What to work on
Output exactly the lines between the line that contains "Guideline: put one point on each instance of the procession" and the last line of the material, counting both.

Records supplied
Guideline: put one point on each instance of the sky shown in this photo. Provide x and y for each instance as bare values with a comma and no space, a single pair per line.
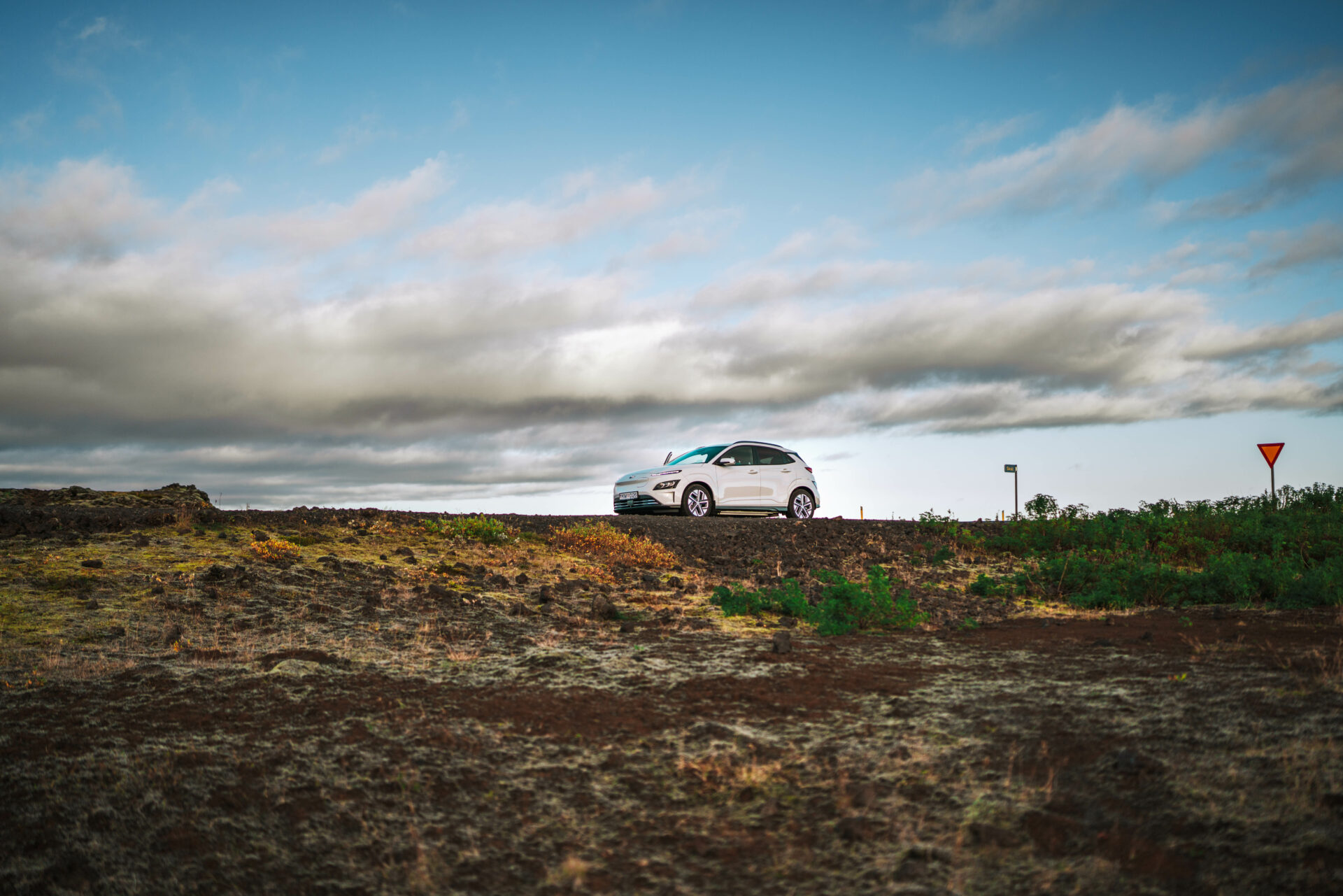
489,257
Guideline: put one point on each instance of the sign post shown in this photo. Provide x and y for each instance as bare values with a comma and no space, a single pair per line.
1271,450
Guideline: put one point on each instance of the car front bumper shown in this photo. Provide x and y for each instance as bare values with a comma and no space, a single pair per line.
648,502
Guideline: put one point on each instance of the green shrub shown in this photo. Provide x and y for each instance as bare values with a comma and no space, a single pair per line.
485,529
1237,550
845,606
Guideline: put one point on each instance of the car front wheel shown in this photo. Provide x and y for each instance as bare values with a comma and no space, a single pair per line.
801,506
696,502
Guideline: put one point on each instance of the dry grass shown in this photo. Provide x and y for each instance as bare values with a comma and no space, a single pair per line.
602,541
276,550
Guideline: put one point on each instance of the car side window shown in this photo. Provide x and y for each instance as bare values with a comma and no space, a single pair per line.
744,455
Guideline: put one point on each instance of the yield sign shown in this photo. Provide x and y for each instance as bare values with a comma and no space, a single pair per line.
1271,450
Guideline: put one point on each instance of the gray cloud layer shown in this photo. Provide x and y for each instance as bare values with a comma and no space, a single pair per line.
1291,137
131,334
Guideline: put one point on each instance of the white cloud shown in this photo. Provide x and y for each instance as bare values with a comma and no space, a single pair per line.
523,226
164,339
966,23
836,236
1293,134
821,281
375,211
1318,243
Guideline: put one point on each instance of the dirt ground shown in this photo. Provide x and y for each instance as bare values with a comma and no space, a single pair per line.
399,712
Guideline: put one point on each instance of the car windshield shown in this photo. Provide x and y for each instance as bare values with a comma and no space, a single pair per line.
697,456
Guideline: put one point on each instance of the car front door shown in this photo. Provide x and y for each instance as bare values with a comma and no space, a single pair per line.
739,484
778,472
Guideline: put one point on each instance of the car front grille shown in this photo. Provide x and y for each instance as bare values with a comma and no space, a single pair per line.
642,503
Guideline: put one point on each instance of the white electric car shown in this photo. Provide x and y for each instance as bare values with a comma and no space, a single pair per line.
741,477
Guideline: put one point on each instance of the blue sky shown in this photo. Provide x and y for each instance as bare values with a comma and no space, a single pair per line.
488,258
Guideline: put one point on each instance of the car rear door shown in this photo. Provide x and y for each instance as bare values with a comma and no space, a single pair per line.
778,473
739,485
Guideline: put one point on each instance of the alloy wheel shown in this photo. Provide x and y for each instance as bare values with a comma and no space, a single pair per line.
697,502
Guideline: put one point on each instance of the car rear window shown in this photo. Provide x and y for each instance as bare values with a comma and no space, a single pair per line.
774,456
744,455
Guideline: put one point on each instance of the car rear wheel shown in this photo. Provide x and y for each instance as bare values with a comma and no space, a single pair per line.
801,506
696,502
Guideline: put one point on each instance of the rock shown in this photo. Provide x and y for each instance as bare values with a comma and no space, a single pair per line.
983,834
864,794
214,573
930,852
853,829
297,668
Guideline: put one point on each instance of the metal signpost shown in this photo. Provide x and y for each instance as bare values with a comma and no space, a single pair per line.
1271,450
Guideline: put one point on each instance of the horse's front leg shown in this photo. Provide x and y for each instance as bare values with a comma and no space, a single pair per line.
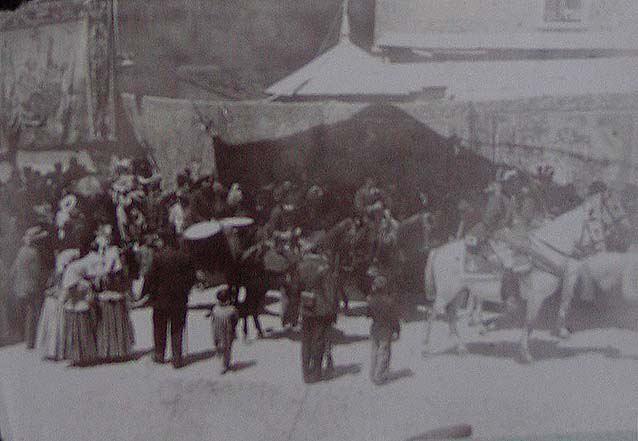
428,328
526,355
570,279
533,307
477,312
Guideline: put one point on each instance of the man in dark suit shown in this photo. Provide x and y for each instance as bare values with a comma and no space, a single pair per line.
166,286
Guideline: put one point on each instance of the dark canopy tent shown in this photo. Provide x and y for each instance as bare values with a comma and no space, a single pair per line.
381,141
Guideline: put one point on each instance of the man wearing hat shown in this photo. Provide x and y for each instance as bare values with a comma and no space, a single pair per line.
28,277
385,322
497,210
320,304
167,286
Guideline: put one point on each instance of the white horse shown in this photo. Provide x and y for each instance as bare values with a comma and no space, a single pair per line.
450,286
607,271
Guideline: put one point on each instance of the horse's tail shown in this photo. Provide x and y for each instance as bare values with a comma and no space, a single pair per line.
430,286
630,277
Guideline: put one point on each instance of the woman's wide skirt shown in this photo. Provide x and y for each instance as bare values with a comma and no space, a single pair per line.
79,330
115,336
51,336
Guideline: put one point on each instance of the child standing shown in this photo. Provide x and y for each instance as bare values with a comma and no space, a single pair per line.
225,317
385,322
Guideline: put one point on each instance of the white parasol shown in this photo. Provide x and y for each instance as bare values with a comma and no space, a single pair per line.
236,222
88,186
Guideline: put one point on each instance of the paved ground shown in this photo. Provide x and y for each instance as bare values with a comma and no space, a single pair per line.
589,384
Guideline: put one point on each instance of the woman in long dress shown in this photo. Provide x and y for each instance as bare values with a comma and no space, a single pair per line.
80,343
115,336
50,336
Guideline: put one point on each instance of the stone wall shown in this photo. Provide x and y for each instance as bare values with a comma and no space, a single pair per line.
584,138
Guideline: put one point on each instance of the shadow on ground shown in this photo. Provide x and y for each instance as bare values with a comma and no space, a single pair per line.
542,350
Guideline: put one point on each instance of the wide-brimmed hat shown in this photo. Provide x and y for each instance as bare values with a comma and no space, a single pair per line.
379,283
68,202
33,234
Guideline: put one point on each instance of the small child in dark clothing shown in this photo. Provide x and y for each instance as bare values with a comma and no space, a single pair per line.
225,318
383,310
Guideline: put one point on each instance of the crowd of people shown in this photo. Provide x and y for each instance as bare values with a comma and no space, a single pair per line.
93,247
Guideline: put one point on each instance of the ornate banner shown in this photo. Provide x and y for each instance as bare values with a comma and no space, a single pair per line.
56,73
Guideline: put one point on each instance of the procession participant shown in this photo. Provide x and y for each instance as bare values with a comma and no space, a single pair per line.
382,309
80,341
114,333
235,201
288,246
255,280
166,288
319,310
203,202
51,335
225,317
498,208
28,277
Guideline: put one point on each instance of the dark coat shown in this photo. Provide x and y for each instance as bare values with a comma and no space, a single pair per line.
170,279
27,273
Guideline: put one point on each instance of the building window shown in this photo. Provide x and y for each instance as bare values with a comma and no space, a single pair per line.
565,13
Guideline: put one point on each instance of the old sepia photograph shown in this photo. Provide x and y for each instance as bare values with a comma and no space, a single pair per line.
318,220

Answer to this problem
Guideline: put one point on each instance of the procession participant shown in this photo. Provide x and y for each instance as bare values with a comma and no space, a single pair per line.
382,309
80,341
114,333
235,201
288,246
255,280
166,288
319,310
203,202
51,335
225,317
498,208
28,277
Guideline: put one point on each instance of the dark coat shown in this photo. Provide x and y for each instance as bare values with a comma and no space, a single pair per line.
170,279
27,273
Guideline: put one point on each instance of the building window shown in this photo. Provide x and y for each instance as bare values with a comma and no space, a single pair per line.
565,13
Guideline: put one point on each instance of the old sepia photograph shown in this photo. Provide x and y for each instance as bare values with a comma and no space, a single pair per line.
318,220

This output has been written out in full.